> **What you will do**
• a. In the article on the Momentum meeting, how many three-day emergency food supplies were distributed to people in crisis in 2018?
• b. Translate this sentence from the article on the Momentum meeting into Spanish: "A recent article in the British Medical Journal blames austerity for over 120,000 deaths since 2010."
• c. From the article on the Momentum meeting, output the passage starting with "Its main tenets" and going on through "of the many.".
___ Provided text ___
The MP for Salford and Eccles wants the beneficial role that trade unions play in economic and social life to be taught in schools and is currently in discussions with Angela Raynor, the shadow Secretary of State for Education, on ways of bringing that about.

She said that education was essential in “ensuring that our younger people in particular understand the role of a trade union and the benefits that unions provide.”

The meeting was part of a series of events that Momentum is holding around the country to re-energise party members and activists after the party’s calamitous performance in the European elections.

It was an attempt to move the agenda on from Brexit and reaffirm faith in Labour’s policies to address the suffering and inequality caused by almost ten years of Tory imposed austerity.

To highlight that devastation, Paula Barker, Unison’s North West regional convenor, pointed to the fact that in 2018 the Trussel Trust distributed some 1.3 million three day emergency food supplies to people in crisis, a 13% increase on the previous year.

She also claimed that women in the most deprived areas have now lost 100 days of life expectancy in the past five years alone.

She said: “Austerity is widening inequality and it is actually no exaggeration to say that it is cutting lives short.”

A recent article in the British Medical Journal blames austerity for over 120,000 deaths since 2010.

Sian Errington, from Labour Against Austerity, described austerity as an ideological choice, not an economic necessity and said that “it has been a massive transfer of wealth from the many to the few.”

MARGARET THATCHER ON SPEED

For many on the left, austerity is seen as the logical consequence of an economic ideology devised by academics at the Chicago School of Economics and first implemented in Chile after General Pinochet’s coup in 1973, before being introduced to Britain by Margaret Thatcher in 1979.

Its main tenets embody full scale privatisation, unfettered and deregulated markets, the erosion of workers’ rights and the reduction of the state to the role of market administrator. This has led to both prosperity and control of the economy being concentrated in the hands of the few at the expense of the many.

Many believe that these policies inevitably led to the financial crash of 2008, which Ms Errington claimed provided an opportunity too good to waste “for those who wanted to finish what Thatcher started in shaping our society.”

Ms Long-Bailey concurred, adding that what Britain got after the crash was a Tory government that was “like Margaret Thatcher on speed. They are there to finish the job that she started – the dismantling of our welfare state, our public services, our NHS, the privatisation of every single thing that we can see as far as the eye will go.”

According to Ms Barker, it is by comparing the UK to the US that it possible to understand what an extreme outlier the UK is with regards to privatisation. She said: “A phenomenal 40% of the total value of assets privatised across the OECD between 1980 and 1996 was actually here in the UK.”

She argued that if there was to be a fundamental shift of power, wealth and control in favour of working people, then there must be a fundamental shift in the ownership of the economy. She advocated for the public sector delivery of all public services.

She said: “Public services are owned by us all and what greater form of cooperation could there be for us, the public, to own the means of production or our public services. There is now an opportunity to advance, to role forward the frontiers of democratic control over economic activity.”

It is questions of ownership that lie at the heart of Labour’s plans to construct a fairer and more equal society.

Referencing Labour’s plans for employee ownership schemes, Ms Long-Bailey asserted that if the UK economy was to provide prosperity and guarantee jobs for the next 30 to 40 years, then “we have to have structures where the people doing those jobs get a say in their future. Not only get a say in their future, but get to enjoy the rewards of the prosperity.”

She brought the meeting to a close by emphasising that Labour would seek to dramatically increase the size of the co-operative sector and look at models of community wealth building, as well as predicting that Labour’s Green Industrial Revolution would lead to jobs and prosperity in Britain’s de-industrialised regions.
___ Provided material ___
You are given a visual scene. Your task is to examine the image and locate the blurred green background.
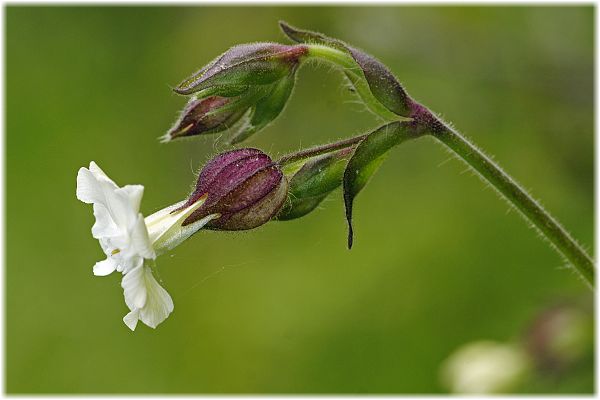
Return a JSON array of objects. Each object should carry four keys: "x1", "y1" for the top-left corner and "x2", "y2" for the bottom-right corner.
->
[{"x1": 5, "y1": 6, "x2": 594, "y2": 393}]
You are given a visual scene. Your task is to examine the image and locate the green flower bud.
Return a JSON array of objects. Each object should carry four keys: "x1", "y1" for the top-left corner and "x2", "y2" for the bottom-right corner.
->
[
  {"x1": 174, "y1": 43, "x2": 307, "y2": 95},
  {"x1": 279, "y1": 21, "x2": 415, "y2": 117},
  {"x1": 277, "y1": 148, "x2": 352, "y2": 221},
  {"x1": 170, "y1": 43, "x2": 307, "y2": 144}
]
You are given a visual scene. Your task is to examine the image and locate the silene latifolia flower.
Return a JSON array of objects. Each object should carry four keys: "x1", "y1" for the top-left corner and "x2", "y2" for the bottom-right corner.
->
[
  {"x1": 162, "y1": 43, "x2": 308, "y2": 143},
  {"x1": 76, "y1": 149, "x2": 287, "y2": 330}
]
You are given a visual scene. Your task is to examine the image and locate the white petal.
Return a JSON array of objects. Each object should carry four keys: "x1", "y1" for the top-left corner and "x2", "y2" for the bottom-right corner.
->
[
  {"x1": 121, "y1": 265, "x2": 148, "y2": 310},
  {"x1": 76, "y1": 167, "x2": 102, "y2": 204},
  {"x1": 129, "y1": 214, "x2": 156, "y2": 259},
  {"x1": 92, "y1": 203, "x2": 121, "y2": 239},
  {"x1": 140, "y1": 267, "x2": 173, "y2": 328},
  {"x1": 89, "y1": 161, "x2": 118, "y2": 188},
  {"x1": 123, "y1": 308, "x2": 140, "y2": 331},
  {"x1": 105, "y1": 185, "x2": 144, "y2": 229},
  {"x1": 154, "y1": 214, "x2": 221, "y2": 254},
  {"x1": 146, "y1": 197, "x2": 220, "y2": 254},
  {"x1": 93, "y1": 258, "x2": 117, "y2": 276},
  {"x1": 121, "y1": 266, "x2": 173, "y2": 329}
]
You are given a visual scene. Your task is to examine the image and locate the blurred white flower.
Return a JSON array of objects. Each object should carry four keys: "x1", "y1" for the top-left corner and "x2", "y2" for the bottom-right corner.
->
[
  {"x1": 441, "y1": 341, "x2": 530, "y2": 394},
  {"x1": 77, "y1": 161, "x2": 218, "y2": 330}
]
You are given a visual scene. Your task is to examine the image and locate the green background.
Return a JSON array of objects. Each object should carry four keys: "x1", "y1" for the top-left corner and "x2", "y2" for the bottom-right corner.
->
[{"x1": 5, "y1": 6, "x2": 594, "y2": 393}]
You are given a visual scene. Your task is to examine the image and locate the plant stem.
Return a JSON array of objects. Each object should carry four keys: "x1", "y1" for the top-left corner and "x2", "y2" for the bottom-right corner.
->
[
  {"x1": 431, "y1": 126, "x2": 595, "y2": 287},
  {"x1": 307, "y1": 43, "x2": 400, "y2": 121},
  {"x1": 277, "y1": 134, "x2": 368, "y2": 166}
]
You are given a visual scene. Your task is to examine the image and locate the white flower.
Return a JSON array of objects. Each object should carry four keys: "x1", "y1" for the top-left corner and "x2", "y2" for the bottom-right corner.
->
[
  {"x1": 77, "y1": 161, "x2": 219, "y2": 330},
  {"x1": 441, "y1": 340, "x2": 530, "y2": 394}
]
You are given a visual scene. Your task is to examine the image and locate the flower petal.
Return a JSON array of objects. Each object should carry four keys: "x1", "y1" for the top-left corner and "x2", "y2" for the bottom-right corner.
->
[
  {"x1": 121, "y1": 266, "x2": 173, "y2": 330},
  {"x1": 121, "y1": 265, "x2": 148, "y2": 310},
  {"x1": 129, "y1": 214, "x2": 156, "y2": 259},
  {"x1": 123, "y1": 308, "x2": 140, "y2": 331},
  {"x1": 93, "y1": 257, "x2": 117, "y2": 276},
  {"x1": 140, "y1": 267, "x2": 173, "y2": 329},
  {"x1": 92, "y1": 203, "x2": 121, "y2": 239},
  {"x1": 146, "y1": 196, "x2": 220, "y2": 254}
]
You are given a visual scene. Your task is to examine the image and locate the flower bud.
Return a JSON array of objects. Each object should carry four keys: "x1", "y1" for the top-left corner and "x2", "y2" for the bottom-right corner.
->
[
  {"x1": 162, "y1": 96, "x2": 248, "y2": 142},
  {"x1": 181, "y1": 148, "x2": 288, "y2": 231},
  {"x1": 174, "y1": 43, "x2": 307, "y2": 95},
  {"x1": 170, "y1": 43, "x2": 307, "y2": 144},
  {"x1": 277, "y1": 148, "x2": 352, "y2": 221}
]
___
___ Provided material ___
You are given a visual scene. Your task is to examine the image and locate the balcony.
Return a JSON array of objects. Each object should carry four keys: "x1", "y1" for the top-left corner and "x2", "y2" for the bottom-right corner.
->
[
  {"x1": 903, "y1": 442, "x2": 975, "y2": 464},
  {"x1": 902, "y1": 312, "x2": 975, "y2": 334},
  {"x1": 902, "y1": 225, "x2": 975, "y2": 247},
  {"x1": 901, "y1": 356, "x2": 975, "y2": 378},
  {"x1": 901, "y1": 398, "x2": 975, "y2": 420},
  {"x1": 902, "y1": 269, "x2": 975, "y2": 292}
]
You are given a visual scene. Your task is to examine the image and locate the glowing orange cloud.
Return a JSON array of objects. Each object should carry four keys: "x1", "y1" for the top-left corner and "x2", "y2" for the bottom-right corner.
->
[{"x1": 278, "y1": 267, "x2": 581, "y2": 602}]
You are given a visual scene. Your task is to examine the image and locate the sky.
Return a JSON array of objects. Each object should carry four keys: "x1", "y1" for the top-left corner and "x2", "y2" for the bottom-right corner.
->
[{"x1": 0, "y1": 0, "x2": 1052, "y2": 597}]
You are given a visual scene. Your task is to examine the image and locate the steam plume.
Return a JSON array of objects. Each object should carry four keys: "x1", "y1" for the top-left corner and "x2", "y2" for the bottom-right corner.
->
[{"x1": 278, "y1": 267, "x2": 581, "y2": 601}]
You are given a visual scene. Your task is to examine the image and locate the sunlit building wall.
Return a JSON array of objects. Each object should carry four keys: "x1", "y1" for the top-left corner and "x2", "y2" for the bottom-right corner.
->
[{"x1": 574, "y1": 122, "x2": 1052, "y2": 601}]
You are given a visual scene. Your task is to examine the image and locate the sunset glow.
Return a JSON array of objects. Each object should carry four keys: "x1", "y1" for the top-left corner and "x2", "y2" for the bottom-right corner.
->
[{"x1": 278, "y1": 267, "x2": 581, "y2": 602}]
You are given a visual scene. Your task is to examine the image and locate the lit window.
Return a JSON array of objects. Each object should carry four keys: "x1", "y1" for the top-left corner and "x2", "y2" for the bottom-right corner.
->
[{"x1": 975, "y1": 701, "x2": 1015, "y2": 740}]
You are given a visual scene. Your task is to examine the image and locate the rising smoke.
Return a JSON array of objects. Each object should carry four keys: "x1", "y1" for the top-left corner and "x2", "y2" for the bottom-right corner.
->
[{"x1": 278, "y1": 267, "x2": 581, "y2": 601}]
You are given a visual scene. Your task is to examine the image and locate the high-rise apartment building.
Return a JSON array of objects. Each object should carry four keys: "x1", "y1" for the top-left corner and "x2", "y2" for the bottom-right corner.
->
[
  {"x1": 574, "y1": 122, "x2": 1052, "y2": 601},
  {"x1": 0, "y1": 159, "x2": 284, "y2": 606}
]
___
> **Results of the tasks**
• a. Some 1.3 million.

• b. Un artículo reciente del British Medical Journal culpa a la austeridad de más de 120.000 muertes desde 2010.

• c.
Its main tenets embody full scale privatisation, unfettered and deregulated markets, the erosion of workers’ rights and the reduction of the state to the role of market administrator. This has led to both prosperity and control of the economy being concentrated in the hands of the few at the expense of the many.